[Stored data]
□ □ □ □

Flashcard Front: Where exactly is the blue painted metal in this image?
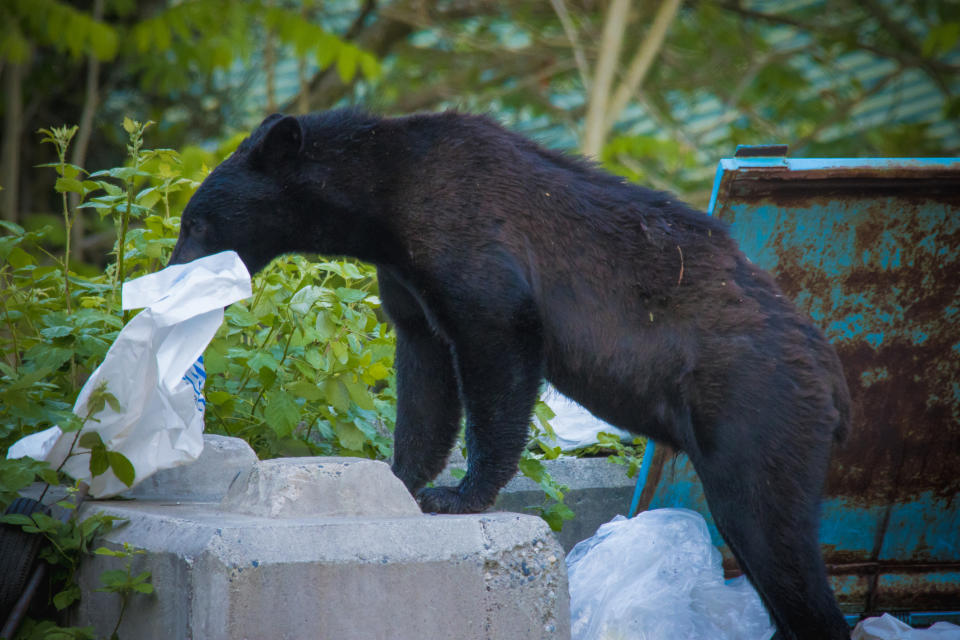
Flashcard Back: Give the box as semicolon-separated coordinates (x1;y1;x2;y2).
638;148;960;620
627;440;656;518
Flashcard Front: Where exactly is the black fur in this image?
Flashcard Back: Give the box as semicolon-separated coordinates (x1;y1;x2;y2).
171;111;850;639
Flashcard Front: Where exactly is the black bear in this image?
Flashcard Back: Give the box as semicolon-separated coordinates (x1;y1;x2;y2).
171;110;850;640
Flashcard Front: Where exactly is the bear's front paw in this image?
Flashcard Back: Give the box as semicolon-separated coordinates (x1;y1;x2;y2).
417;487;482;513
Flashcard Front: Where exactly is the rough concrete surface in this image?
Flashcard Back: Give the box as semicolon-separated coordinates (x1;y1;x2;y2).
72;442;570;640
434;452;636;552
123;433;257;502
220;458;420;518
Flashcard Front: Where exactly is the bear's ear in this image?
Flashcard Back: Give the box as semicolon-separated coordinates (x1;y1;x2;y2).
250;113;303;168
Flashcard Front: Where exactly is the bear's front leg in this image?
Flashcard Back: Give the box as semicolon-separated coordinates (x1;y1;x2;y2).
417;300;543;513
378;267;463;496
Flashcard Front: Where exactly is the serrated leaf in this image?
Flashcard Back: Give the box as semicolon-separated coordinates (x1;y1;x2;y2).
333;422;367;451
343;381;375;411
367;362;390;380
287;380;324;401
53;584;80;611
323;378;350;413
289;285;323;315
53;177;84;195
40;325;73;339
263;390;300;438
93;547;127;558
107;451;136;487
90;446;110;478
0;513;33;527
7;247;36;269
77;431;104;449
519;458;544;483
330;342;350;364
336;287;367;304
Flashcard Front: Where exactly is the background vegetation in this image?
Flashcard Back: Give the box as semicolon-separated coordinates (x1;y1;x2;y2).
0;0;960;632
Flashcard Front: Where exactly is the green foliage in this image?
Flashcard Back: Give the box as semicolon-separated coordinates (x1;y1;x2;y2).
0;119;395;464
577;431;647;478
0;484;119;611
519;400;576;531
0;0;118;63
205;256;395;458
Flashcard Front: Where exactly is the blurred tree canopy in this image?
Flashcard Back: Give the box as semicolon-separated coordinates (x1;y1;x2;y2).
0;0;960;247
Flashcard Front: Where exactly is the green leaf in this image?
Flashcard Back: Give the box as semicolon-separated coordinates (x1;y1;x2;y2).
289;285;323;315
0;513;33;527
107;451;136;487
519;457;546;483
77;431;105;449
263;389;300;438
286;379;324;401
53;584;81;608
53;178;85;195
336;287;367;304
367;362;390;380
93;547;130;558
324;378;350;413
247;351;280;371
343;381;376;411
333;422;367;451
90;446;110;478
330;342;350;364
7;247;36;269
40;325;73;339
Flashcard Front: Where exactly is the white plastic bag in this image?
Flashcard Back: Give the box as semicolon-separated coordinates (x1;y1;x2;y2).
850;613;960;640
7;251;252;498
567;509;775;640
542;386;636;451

□ □ □ □

● **Exercise brief**
Output every line of the records above as a numbered list, skipping blank lines. Leave the pictures out of the answer.

● **Final result**
1. Flashcard Front: Where exactly is the blue painted metal in this image?
2. Flashcard Back: Give the box as semicolon-separated coordinates (x1;y1;x2;y2).
3. 638;148;960;620
4. 627;440;656;518
5. Flashcard Front: Where exactly is the black fur in this image?
6. Flashcard Back: Give the box as semicolon-separated coordinates (x1;y1;x2;y2).
7. 171;111;850;639
8. Flashcard Front: Where exactly is the black bear in this image?
9. Flashcard Back: Give the box as semicolon-separated coordinates (x1;y1;x2;y2).
10. 171;110;850;640
11. Flashcard Front: Where exactly is the bear's front paw in this image?
12. Flashcard Back: Give the box as semicolon-separated coordinates (x1;y1;x2;y2).
13. 417;487;482;513
14. Flashcard Front: Where exactly is the rough concrete surface in this image?
15. Flashcard Back: Give the box as semicolon-separated coordinates (x1;y1;x2;y2).
16. 72;442;570;640
17. 434;452;636;552
18. 123;433;257;502
19. 220;458;420;518
20. Flashcard Front: Where exactly is the bear's ear in this image?
21. Flashcard Back: Give the box as semicolon-separated coordinates (x1;y1;x2;y2).
22. 250;113;303;168
23. Flashcard Front: Where exactly is the bear's front leg in this image?
24. Flashcard Back: Give the box as semicolon-separated coordinates (x1;y1;x2;y2).
25. 417;300;543;513
26. 378;267;463;496
27. Flashcard Front: Where exactly is the serrated leaf in this image?
28. Flashcard Back: Give the box as semicolon-separated coordinates (x1;y1;x2;y2).
29. 333;422;367;451
30. 343;381;375;411
31. 367;362;390;380
32. 287;380;324;401
33. 53;584;80;611
34. 323;378;350;413
35. 289;285;323;315
36. 53;177;84;195
37. 40;325;73;339
38. 263;390;300;438
39. 93;547;127;558
40. 107;451;136;487
41. 90;446;110;478
42. 0;513;33;527
43. 7;247;36;269
44. 77;431;104;449
45. 519;458;544;483
46. 330;342;350;364
47. 336;287;367;304
48. Flashcard Front: Where exactly is the background vegetation in this image?
49. Flashcard Back: Give the box as semicolon-separated coordinates (x1;y1;x2;y2).
50. 0;0;960;632
51. Flashcard Front: Where exactly is the green foliage in this image?
52. Flashcard Back: Give the box as semicolon-separated coordinates (x1;y1;x2;y2).
53. 0;119;395;464
54. 577;431;647;478
55. 0;484;119;611
56. 519;400;576;531
57. 0;0;118;63
58. 205;256;395;458
59. Flashcard Front: Where exactly is the blurred tree canopy in this image?
60. Flashcard Back: Give the box as semicolon-separated coordinates (x1;y1;x2;y2).
61. 0;0;960;247
62. Flashcard Front: Where exactly is the green leaf in this image?
63. Flashcard Back: Give the box as semicolon-separated coordinates (x1;y1;x2;y2).
64. 289;285;323;315
65. 0;513;33;527
66. 107;451;136;487
67. 519;457;546;483
68. 77;431;105;449
69. 263;389;300;438
70. 286;379;324;401
71. 53;584;81;608
72. 53;178;85;195
73. 336;287;367;304
74. 367;362;390;380
75. 93;547;130;558
76. 324;378;350;413
77. 247;351;280;371
78. 343;381;376;411
79. 333;422;367;451
80. 90;446;110;478
81. 330;342;350;364
82. 7;247;36;269
83. 40;325;73;339
84. Flashcard Front: Where exactly is the white plastic bag in this image?
85. Flashcard Back: Give the box as semicolon-separated coordinates (x1;y1;x2;y2).
86. 850;613;960;640
87. 7;251;252;498
88. 567;509;775;640
89. 542;386;636;451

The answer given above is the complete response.